**PROBLEM**
Repeat exactly, and only, the lines from the one holding "of the rink" through the last line of the records below.

====== MATERIAL FOR THE TASK

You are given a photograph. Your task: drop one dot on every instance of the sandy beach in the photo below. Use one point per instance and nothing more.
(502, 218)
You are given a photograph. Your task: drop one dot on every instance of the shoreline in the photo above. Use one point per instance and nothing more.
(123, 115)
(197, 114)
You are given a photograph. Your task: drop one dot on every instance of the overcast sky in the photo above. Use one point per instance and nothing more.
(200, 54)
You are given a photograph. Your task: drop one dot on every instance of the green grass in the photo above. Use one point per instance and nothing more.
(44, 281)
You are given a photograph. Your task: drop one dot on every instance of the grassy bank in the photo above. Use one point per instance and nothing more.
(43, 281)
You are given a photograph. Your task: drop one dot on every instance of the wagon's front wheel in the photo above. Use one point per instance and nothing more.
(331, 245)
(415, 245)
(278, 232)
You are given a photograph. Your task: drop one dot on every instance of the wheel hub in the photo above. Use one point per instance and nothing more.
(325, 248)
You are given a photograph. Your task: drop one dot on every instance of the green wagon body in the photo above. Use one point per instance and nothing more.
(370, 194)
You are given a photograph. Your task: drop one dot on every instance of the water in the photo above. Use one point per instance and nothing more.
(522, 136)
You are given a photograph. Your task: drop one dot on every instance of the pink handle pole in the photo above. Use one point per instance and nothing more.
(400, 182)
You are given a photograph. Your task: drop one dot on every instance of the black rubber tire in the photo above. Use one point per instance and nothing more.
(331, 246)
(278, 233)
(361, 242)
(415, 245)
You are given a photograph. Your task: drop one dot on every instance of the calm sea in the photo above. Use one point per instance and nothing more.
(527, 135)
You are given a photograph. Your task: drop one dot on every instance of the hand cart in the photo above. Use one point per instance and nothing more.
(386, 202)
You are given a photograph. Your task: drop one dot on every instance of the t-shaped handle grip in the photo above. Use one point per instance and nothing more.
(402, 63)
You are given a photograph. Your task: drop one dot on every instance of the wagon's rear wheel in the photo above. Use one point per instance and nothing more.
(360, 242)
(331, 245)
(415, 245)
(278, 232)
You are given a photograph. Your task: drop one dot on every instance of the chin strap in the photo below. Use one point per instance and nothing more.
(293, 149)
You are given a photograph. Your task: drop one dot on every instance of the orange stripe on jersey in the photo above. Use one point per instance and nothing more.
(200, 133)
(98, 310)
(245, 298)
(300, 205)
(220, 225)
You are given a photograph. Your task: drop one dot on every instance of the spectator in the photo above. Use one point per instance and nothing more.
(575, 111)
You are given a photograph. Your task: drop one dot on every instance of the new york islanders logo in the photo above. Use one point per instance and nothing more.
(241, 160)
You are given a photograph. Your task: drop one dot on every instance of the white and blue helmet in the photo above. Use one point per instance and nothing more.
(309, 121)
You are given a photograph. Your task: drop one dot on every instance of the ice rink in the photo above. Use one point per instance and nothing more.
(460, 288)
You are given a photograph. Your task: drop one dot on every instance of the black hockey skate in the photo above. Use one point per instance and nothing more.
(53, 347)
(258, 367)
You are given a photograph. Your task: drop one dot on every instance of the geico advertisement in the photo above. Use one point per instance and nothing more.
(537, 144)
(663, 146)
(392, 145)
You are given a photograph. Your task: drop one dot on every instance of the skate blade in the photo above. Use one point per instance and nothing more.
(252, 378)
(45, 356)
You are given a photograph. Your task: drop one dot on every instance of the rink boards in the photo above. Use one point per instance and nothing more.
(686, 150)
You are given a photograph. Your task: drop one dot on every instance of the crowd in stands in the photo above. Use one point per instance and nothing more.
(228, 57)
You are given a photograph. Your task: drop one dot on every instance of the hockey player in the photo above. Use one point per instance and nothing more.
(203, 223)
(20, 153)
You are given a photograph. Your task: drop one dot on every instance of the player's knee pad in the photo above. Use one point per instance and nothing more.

============

**RESPONSE TO THIS EXERCISE**
You are given a photograph. Your task: drop one dot on every instance of the rink boards in the photo above. Use one point per instance and nothing more.
(686, 150)
You are given a photograph. Your task: drop one dot on every instance of the crowd in stands in the photo above. Use one point per instance and nothing more.
(228, 57)
You are given a photograph. Your task: drop one dot on every instance of the hockey player in the photo above. Use one point per instance and nothing more.
(203, 223)
(20, 153)
You are given a photograph. Your task: drop one dot on every instance of the player's knee pad in the photo above. Use one point per instance and nothing more.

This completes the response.